Excerpt |
----

Find a Petoskey stone – I’ll fess up, these stones were the reason I looked into visiting Little Traverse in the first place. They’re so intriguing! The stones are actually fossilized coral that have a pretty distinct pattern on them. We can head to the beach of Petoskey State Park to hunt for them.

Petoskey stones are actually fossils. Photo courtesy Petoskey Area Visitors Bureau

Taste local brews – I can’t resist a good microbrewery, and in Petoskey, there’s Petoskey Brewing Co. You know what sounds good on the menu (besides beer)? The Ultimate Fries: beer-batter fries topped with a melted three-cheese blend, chopped bacon and served with ranch dressing. The building has an interesting history. The building was opened in 1898 and was once known as the Old Brewery, serving Petoskey Sparkle beer until 1915.

Petoskey Brewing Co. is home to the Ultimate Fries, beer-battered fires topped with three cheeses, bacon and served with ranch dressing. Photo courtesy Petoskey Area Visitors Bureau

Do as Hemingway did – Petoskey has some legit Ernest Hemingway haunts. The historic City Park Grill dates back to the 1800s. Sit at the bar (second seat from the front) and you can have a drink where Papa Bear once sat. You can order the Hemingway Martini to complete the experience. Here’s a full tour of Hemingway’s Michigan.

Pond Hill Farm – This sounds like a place that caters to everyone in my family: There’s a farm to feed animals, a hayrack ride to a trout pond, and a winery and brewery.

Pond Hill Farm is guaranteed animal encounters. Photo courtesy Petoskey Area Visitors Bureau

Shop the Gaslight District – Petoskey’s six-block Historic Gaslight District looks like a charming area to spend an afternoon shopping. American Spoon is located in the Gaslight District, where they sell artisan jams. A visit to Mclean and Eakin will be great too. It’s one of the top independently-owned bookstores in the U.S.

The historic Gaslight District in Petoskey, Mich., features quaint shops and trendy restaurants, as well as one of the top independently-owned bookstores in the U.S. Photo courtesy Petoskey Area Visitors Bureau

Look for the Mushroom Homes – In Charlevoix, there are 26 homes that look like they’re straight out of a fairytale. Designed by Earl Young, these Mushroom Homes are privately-owned, but you can get a self-guided driving tour brochure from the chamber of commerce.

----

Job 1 | Repeat, word for word, the lines of the listing from the one containing "Please locate the blue" through the final line of the listing.

Point-based annotation data |
----

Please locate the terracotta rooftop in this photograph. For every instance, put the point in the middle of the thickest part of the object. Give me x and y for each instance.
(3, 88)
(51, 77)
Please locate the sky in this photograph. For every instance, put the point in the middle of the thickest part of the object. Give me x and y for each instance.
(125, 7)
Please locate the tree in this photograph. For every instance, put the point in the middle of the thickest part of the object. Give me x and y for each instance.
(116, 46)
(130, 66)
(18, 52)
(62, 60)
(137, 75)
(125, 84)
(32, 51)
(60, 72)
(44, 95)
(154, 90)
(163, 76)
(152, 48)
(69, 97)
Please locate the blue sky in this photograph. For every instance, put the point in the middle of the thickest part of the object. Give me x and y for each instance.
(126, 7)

----

Job 2 | Transcribe the passage on Petoskey precisely, from "Pond Hill Farm –" to "It’s one of the top independently-owned bookstores in the U.S.".

Full answer 1 |
Please locate the blue sky in this photograph. For every instance, put the point in the middle of the thickest part of the object. Give me x and y for each instance.
(126, 7)

Full answer 2 |
Pond Hill Farm – This sounds like a place that caters to everyone in my family: There’s a farm to feed animals, a hayrack ride to a trout pond, and a winery and brewery.

Pond Hill Farm is guaranteed animal encounters. Photo courtesy Petoskey Area Visitors Bureau

Shop the Gaslight District – Petoskey’s six-block Historic Gaslight District looks like a charming area to spend an afternoon shopping. American Spoon is located in the Gaslight District, where they sell artisan jams. A visit to Mclean and Eakin will be great too. It’s one of the top independently-owned bookstores in the U.S.